Instructions for the task:
Every line holding "shirt" should be copied from the records below.

[Material shown]

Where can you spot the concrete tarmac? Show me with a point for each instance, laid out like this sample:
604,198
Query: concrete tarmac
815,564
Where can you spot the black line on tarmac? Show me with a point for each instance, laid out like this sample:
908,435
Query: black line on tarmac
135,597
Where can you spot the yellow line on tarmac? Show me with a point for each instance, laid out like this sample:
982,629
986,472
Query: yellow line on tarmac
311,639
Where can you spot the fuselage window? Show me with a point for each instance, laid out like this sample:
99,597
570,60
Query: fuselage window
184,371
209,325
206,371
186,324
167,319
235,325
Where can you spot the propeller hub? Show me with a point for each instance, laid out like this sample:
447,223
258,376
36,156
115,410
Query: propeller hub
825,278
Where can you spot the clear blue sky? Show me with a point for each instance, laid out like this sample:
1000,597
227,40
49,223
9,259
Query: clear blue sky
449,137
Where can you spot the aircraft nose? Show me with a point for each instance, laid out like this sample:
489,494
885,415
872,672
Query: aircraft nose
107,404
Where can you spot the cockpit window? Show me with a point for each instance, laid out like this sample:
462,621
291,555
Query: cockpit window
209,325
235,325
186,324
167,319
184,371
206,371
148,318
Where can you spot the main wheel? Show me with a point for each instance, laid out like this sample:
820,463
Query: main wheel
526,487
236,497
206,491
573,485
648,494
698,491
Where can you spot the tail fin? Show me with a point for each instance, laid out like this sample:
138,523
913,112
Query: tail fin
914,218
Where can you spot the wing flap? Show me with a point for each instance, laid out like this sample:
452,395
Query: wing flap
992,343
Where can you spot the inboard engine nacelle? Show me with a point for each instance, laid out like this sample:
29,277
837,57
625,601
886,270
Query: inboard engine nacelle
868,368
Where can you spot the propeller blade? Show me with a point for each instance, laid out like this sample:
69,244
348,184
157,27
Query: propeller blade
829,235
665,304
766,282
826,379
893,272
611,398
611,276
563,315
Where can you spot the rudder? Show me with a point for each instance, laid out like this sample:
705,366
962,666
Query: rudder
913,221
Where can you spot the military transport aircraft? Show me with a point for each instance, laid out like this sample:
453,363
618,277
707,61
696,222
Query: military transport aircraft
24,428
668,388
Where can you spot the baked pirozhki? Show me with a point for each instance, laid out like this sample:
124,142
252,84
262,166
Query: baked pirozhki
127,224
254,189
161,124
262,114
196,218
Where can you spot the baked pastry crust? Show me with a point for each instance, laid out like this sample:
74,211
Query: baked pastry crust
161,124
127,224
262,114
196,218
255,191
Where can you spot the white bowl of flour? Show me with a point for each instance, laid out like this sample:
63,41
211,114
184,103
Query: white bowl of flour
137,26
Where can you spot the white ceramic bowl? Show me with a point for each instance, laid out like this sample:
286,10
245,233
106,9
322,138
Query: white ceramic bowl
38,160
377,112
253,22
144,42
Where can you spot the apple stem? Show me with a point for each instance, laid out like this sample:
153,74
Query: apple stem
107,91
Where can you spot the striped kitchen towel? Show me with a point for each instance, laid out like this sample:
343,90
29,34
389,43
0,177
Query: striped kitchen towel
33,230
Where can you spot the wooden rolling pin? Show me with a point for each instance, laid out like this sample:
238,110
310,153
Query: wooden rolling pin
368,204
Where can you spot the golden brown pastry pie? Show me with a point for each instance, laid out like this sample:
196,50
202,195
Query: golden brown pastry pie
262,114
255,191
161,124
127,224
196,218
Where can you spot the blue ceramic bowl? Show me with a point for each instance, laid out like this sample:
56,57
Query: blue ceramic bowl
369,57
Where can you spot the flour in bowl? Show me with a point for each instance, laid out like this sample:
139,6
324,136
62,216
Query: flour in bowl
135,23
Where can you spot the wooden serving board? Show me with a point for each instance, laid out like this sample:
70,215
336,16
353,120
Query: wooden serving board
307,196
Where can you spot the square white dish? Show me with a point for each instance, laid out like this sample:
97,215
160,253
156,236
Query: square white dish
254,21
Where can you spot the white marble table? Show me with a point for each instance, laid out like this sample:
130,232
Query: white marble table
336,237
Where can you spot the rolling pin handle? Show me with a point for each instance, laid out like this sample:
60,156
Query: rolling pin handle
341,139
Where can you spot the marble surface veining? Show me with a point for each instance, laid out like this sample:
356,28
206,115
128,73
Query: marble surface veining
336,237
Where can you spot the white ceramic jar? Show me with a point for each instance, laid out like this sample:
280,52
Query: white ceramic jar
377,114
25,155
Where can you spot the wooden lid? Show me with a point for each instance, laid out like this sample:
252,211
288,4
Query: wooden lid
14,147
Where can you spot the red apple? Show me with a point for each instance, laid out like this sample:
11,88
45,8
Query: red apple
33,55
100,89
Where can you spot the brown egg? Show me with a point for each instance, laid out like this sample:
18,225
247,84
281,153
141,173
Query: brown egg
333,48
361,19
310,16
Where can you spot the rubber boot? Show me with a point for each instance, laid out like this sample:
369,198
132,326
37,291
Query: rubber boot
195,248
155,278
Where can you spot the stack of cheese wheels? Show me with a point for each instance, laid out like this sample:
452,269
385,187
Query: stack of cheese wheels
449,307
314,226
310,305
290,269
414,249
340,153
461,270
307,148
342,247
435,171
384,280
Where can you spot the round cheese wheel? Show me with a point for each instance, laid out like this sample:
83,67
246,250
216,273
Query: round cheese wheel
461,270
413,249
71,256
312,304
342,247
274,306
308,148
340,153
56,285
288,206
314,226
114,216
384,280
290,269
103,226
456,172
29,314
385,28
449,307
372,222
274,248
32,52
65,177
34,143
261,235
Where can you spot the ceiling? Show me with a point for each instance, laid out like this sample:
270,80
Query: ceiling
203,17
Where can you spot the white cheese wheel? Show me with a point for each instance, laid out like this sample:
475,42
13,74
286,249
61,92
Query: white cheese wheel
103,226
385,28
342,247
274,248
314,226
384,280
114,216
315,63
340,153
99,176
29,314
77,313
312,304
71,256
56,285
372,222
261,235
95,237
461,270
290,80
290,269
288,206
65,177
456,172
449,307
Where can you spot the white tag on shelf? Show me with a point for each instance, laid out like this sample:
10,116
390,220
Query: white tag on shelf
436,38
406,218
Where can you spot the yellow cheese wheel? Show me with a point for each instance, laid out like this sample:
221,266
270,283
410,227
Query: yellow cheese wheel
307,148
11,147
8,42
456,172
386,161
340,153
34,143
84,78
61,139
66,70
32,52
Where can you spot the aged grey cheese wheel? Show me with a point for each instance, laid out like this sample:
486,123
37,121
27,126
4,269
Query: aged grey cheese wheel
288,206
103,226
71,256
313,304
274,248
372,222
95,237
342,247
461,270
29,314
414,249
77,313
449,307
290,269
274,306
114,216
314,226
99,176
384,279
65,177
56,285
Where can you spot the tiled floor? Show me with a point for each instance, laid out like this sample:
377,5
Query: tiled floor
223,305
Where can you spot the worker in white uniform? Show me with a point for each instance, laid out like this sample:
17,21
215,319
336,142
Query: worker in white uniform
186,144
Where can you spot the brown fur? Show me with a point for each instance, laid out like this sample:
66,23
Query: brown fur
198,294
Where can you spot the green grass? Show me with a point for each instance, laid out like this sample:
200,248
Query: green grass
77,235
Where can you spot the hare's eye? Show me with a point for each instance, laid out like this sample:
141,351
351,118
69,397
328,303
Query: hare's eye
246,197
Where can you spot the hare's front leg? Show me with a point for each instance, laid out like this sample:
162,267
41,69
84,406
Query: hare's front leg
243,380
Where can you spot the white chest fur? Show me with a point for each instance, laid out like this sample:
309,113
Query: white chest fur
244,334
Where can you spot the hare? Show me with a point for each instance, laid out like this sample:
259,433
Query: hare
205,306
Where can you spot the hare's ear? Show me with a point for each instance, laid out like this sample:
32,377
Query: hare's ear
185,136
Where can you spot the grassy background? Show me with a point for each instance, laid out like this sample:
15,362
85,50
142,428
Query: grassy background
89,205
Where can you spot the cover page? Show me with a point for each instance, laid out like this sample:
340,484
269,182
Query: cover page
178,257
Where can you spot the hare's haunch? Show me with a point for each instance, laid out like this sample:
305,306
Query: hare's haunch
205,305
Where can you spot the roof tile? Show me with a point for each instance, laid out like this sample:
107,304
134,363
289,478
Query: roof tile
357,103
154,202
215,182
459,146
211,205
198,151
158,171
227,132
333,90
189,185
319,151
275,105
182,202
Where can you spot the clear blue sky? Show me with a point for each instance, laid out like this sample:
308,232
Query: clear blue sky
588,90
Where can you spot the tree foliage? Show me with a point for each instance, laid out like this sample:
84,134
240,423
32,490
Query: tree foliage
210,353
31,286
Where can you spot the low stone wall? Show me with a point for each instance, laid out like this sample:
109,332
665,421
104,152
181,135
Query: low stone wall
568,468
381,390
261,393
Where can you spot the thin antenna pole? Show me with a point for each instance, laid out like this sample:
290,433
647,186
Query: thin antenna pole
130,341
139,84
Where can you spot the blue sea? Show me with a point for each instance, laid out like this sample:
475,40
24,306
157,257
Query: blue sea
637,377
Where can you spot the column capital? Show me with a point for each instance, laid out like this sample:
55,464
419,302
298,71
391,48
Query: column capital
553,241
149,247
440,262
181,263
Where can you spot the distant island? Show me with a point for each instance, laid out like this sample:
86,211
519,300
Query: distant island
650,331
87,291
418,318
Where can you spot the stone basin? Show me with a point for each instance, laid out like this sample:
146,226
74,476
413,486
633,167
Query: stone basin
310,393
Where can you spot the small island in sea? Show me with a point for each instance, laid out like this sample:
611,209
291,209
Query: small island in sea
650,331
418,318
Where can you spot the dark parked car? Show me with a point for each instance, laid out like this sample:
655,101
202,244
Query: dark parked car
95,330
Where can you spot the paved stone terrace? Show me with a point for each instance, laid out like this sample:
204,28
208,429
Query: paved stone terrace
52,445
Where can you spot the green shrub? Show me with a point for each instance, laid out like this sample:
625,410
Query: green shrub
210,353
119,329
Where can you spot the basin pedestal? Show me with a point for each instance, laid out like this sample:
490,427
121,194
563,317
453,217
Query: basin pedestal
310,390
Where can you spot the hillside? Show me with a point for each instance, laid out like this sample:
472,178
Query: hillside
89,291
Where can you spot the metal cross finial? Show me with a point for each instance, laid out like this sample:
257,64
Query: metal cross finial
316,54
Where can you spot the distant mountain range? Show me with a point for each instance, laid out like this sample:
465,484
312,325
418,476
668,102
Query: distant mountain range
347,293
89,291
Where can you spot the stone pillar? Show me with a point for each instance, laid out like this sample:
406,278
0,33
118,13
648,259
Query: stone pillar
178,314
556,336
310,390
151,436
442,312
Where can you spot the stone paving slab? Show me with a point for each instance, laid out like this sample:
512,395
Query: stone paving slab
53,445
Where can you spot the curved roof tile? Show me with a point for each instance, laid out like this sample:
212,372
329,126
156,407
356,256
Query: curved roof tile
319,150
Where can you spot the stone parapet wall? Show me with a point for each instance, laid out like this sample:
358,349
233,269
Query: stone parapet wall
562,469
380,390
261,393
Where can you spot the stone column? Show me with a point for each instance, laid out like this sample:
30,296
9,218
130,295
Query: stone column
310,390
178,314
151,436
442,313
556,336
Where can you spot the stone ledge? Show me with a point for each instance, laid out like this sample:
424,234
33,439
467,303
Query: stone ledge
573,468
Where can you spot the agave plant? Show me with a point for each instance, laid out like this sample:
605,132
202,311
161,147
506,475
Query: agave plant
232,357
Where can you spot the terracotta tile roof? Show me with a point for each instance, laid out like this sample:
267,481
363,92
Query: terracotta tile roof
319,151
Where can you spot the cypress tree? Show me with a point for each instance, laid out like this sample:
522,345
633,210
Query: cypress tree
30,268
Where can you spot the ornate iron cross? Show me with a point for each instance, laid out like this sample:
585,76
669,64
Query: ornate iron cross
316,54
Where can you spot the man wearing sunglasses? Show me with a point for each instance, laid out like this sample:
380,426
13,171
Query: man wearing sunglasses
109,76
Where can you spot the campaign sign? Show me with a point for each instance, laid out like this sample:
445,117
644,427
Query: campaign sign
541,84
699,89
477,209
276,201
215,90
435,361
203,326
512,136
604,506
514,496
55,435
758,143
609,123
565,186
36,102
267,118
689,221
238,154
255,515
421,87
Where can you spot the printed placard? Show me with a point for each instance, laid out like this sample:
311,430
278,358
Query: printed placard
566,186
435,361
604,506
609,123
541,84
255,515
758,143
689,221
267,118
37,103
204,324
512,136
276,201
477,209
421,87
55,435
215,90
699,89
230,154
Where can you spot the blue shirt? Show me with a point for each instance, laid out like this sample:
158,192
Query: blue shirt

[/Material shown]

Written answer:
Where can you spot the blue shirt? Show me with a point for each instance, laid out like this sample:
Query: blue shirt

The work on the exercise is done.